> _EXTRACT PROVIDED_:

= Beginning of Section =

Boxing gloves. (Erick W. Rasco/Sports Illustrated via Getty Images
Luis Resto inscribes his name in the history of boxing in a bad way
The bout between Collins Jr. and Resto did not go as anticipated. As the rounds went by, the Panamanian did not look the same, as he suddenly became the owner of a devastating punching power. His punches rocked Billy Ray, who bravely endured the ten rounds of the bout. However, his eyes showed how hard he had been punished.
Evidently, Billy Collins Jr. lost the fight at that moment. Luis Resto celebrated the best performance of his career as never before and, in an act of disguised chivalry, went to shake his rival’s hand. In the encounter between rivals, the Irishman’s father, drawing on his experience as a professional boxer, noticed something strange about the gloves of his son’s victimizer and immediately made it known.
The scandal began: the then chief inspector of the New York Athletic Commission confiscated Luis Resto’s gloves and subjected them to a thorough investigation involving both the glove manufacturer, Everlast, and the NYPD. The result revealed one of the main reasons for the scandalous defeat of Billy Collins Jr.

= End of Section =

> _QUESTIONS TO ANSWER_:
1. List every organization that the text about the Luis Resto scandal names.
2. Carry on with the account of the Luis Resto glove scandal, starting after its final sentence.
The records that come next have nothing to do with the text about Luis Resto.

> _THE DATA_:
= Beginning of Section =

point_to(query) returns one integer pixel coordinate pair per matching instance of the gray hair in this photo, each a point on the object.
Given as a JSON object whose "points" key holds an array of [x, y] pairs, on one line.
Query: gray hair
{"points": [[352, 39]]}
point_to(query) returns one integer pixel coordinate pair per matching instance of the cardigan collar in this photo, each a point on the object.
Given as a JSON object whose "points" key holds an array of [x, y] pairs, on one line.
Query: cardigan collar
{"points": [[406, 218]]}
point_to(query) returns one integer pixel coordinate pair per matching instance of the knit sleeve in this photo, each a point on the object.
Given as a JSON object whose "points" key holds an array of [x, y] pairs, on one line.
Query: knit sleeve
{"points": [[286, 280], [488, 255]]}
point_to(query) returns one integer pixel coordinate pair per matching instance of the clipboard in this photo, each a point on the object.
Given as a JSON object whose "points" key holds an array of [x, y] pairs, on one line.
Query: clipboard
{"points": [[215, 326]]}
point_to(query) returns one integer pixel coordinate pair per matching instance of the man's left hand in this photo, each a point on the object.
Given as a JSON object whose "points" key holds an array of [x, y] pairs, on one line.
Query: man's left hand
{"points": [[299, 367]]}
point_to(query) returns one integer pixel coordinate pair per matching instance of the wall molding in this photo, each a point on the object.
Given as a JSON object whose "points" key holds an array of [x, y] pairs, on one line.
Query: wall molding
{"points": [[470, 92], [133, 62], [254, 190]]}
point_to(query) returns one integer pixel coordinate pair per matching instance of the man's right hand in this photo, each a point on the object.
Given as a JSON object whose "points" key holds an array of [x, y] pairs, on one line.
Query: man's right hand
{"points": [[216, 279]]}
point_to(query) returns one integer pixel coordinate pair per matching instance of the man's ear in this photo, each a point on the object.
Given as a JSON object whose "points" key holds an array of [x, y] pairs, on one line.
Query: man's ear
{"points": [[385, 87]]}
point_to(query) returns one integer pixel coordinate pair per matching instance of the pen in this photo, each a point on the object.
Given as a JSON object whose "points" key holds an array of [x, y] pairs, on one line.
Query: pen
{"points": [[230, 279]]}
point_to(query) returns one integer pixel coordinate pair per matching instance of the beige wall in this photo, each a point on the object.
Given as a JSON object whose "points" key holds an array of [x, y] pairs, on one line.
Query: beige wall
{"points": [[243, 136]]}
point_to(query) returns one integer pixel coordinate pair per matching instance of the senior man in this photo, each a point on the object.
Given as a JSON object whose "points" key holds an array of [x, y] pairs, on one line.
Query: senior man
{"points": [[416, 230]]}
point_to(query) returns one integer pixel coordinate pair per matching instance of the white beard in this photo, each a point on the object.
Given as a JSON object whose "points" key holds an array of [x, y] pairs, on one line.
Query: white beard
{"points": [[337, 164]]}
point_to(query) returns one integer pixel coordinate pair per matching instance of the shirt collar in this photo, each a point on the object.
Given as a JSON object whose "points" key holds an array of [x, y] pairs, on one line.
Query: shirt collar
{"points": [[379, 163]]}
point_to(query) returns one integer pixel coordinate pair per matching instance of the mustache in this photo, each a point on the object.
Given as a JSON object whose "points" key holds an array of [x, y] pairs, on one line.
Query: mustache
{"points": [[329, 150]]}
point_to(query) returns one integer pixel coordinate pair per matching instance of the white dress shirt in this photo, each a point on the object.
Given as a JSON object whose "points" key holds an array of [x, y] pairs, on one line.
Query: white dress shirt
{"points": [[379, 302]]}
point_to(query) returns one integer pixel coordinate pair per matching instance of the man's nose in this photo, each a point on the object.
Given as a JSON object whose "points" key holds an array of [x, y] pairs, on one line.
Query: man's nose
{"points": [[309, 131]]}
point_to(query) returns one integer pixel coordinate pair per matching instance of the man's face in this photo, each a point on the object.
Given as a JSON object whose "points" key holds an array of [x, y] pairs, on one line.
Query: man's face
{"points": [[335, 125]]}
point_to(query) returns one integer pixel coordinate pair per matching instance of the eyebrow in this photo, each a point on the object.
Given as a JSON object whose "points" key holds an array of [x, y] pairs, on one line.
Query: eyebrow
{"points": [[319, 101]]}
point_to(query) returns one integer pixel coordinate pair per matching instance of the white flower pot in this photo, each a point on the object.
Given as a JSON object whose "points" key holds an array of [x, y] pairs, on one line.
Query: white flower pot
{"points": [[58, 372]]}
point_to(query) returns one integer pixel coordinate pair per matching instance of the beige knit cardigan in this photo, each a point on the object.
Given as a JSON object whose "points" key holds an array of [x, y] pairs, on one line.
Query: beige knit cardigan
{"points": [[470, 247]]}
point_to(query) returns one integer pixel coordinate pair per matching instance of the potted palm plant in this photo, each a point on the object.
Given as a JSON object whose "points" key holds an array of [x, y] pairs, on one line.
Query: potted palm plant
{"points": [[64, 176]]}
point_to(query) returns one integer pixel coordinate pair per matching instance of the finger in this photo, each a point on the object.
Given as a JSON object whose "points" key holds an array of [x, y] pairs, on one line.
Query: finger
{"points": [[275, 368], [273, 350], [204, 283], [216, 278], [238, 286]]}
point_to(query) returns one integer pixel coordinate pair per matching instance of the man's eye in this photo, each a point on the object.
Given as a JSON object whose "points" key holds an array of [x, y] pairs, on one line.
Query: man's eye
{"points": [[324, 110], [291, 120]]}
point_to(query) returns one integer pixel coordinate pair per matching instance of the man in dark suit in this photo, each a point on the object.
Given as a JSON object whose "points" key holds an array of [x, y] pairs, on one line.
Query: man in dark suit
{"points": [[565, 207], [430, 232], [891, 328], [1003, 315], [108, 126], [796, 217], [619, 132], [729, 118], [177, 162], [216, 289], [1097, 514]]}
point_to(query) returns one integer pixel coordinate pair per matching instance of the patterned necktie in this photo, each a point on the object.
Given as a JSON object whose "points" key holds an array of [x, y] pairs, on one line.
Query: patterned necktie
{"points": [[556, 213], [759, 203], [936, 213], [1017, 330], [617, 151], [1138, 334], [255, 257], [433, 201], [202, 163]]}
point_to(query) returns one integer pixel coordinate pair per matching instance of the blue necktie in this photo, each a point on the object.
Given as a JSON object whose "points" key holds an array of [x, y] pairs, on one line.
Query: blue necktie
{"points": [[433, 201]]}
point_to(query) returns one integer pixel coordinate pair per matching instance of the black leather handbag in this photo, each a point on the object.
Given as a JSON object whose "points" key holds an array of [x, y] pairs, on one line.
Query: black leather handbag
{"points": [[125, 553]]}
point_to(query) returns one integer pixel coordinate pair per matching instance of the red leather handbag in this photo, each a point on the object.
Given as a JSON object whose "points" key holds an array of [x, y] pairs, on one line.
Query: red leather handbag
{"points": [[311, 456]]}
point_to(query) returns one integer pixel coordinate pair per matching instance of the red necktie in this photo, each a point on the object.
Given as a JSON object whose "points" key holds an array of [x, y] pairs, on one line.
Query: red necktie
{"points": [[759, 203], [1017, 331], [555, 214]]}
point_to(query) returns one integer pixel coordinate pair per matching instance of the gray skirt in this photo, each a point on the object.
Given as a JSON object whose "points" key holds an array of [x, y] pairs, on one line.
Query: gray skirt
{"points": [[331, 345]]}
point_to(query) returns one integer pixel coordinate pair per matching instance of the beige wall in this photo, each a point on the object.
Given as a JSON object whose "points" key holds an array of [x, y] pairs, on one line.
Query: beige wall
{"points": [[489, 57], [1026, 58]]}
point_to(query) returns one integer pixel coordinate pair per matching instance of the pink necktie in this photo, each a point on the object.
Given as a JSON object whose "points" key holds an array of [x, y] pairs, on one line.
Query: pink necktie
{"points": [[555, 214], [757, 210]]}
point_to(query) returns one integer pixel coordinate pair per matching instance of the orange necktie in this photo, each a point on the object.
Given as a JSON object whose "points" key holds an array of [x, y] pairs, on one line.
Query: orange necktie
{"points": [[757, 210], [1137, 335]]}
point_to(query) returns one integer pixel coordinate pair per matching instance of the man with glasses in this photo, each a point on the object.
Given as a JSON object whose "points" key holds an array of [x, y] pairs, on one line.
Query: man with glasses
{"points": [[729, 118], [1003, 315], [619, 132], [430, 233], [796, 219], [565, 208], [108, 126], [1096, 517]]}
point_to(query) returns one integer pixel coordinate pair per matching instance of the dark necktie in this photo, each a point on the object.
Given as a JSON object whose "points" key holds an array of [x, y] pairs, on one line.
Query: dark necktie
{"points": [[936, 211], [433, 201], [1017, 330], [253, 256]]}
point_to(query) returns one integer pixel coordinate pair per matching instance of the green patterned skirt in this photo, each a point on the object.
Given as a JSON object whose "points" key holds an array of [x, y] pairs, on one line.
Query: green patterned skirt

= End of Section =

> _ANSWERS TO THE EXERCISES_:
1. Sports Illustrated, Getty Images, the New York Athletic Commission, Everlast, and the NYPD.

2.
Billy Collins Jr.’s eyes were destroyed. (medium.com)
The lives and careers of Billy Collins Jr. and Luis Resto would never be the same again
Investigations revealed that fifty percent of the gloves’ padding had been removed through holes punched in the inner lining, which reduced the gloves’ padding and thus made the punches of a limited-power fighter like Luis Resto feel like those of Mike Tyson.
The consequence was the one-year suspension, at that time, of Luis Resto and the definitive revocation of the license of his trainer Carlos Lewis and another member of his corner. It was Lewis himself who, in a tricky way, prevented Resto’s gloves and bandages from being checked, a rule of all professional boxing fights, claiming that he needed more time to prepare his fighter when the inspector on duty visited his dressing room to carry out the check.
For Billy Collins Jr. the consequences were worse. After the fight, he visited several ophthalmologists until he received the dreaded diagnosis of a tear in the iris of his right eye that would blur his vision for life. His boxing career was ruined, and his very existence compromised.
Collins Jr.’s life fell apart. He found no place in the working world outside the sport and ended up in trouble with his wife and family. The consequences of not knowing how to manage his failure led him to fall into the clutches of alcohol and on March 7, 1984, 9 months after being destroyed by Luis Resto in the ring, he would crash drunk while driving his car at excessive speed and tragically lose his life.
Billy Collins Jr.’s life and career were ruined. (George Wood/Getty Images)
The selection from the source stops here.